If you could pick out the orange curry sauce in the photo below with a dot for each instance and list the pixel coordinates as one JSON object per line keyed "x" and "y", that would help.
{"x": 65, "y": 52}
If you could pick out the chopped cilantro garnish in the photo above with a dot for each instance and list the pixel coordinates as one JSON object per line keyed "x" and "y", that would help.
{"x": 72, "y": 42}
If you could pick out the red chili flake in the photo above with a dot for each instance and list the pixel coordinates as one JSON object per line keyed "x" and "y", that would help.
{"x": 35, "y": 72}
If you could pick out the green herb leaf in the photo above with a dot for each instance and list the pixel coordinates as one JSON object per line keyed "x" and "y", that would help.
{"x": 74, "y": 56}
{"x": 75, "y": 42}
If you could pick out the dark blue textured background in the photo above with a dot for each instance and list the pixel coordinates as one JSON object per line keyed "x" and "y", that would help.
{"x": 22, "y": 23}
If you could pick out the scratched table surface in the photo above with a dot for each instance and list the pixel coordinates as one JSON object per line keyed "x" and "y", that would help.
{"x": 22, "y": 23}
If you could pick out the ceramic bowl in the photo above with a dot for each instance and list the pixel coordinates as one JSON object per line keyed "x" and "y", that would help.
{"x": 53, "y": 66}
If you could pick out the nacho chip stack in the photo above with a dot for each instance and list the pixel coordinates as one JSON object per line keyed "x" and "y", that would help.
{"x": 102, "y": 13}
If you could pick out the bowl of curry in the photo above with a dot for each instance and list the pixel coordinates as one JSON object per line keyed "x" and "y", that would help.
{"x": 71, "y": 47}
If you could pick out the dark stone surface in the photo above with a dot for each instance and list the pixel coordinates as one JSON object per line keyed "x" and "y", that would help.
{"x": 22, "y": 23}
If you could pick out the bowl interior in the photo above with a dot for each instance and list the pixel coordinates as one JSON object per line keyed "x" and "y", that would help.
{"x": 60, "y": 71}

★ ★ ★

TASK BRIEF> Nothing should be dropped: transcribe all the material exactly.

OUTPUT FOR THIS TASK>
If you could pick out the orange curry sauce in the photo below with a dot for each instance and list the pixel coordinates as one JSON object per line keyed "x" and "y", that would help.
{"x": 65, "y": 52}
If you could pick out the chopped cilantro garnish in the photo above with a dot for each instance and list the pixel coordinates as one JSON object per line keyed "x" and "y", that would help.
{"x": 72, "y": 42}
If you could pick out the red chili flake in the photo above with a dot for each instance and list the pixel coordinates as one JSON object per line keyed "x" and "y", that would help.
{"x": 35, "y": 72}
If you could pick out the green herb leaf in the photo above with a dot for each instance and list the pixel coordinates as one JSON object per line keyed "x" and "y", that would help.
{"x": 74, "y": 56}
{"x": 75, "y": 42}
If you could pick out the dark blue textured background in the photo above with a dot for each instance and list the pixel coordinates as one JSON object per line keyed "x" and "y", that would help.
{"x": 22, "y": 23}
If you could pick out the scratched table surface in the photo above with a dot for each instance and list the pixel coordinates as one JSON object per line keyed "x" and "y", that would help.
{"x": 22, "y": 23}
If you could pick out the ceramic bowl in the photo above with a dot for each instance and list the pixel coordinates as one JSON object per line keyed "x" and "y", that would help.
{"x": 53, "y": 66}
If you could pick out the nacho chip stack in the photo above with a dot for each instance and list the pixel coordinates as one JSON object per line keyed "x" and "y", that would help.
{"x": 102, "y": 13}
If you could pick out the bowl of curry in the photo above with a dot for each instance and list the pixel coordinates as one JSON object per line keyed "x" and "y", that would help.
{"x": 71, "y": 47}
If you could pick out the dark stone surface in the photo above with a dot for each instance and list the pixel coordinates as one JSON object per line keyed "x" and "y", that would help.
{"x": 22, "y": 23}
If you could pick out the bowl interior in the photo above with a dot for each instance and list the pixel coordinates as one JSON object per line keyed "x" and "y", that would help.
{"x": 60, "y": 71}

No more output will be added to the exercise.